=== Task inputs ===

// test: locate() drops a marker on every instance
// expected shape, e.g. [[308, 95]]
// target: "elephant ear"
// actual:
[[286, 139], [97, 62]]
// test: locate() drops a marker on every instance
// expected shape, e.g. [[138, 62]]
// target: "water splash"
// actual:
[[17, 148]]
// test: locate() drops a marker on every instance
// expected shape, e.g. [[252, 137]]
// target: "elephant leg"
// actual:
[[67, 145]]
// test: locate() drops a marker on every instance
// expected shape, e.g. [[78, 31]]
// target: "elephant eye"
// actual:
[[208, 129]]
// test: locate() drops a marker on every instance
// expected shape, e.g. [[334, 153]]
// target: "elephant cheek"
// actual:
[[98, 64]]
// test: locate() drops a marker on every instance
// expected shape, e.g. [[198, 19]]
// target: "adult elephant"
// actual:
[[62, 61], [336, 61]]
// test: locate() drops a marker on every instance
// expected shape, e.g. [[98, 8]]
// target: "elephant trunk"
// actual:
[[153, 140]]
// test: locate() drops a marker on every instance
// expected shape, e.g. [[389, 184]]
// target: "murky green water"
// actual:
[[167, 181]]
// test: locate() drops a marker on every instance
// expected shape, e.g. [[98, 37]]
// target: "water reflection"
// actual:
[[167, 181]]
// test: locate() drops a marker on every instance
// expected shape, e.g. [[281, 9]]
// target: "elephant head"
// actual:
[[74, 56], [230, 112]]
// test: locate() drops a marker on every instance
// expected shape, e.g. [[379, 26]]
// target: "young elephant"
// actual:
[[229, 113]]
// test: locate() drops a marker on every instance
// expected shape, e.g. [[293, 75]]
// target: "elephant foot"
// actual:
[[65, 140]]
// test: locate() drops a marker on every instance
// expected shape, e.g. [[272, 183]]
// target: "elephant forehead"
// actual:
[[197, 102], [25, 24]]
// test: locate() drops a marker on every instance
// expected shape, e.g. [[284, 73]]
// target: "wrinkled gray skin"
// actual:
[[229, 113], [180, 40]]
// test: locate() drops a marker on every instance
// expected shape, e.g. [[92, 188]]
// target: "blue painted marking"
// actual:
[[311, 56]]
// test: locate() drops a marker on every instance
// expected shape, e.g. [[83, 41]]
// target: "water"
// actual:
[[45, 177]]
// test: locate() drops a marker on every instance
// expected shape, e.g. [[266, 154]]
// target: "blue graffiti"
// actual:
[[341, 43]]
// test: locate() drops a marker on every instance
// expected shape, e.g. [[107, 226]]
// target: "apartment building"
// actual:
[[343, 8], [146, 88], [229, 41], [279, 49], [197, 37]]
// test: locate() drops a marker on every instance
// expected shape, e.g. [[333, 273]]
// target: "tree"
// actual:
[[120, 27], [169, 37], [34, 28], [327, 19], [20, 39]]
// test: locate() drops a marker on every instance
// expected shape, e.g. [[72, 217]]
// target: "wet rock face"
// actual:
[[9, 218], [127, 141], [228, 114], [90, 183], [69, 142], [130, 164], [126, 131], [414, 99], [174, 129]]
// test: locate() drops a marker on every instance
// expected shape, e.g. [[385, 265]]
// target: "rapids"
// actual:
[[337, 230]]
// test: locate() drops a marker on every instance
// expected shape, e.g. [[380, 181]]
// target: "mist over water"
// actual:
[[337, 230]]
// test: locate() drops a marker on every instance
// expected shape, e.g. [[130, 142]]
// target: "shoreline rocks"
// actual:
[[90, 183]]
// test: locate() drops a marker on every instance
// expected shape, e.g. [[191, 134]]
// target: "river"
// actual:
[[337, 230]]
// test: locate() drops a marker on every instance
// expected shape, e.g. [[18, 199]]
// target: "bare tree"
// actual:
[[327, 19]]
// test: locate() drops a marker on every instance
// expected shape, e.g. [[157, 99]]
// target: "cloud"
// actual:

===

◆ Problem description: Identify every line in the entries above that contains the string "blue", and copy each of those lines.

◆ Solution for this problem:
// target: "blue painted marking"
// target: "blue graffiti"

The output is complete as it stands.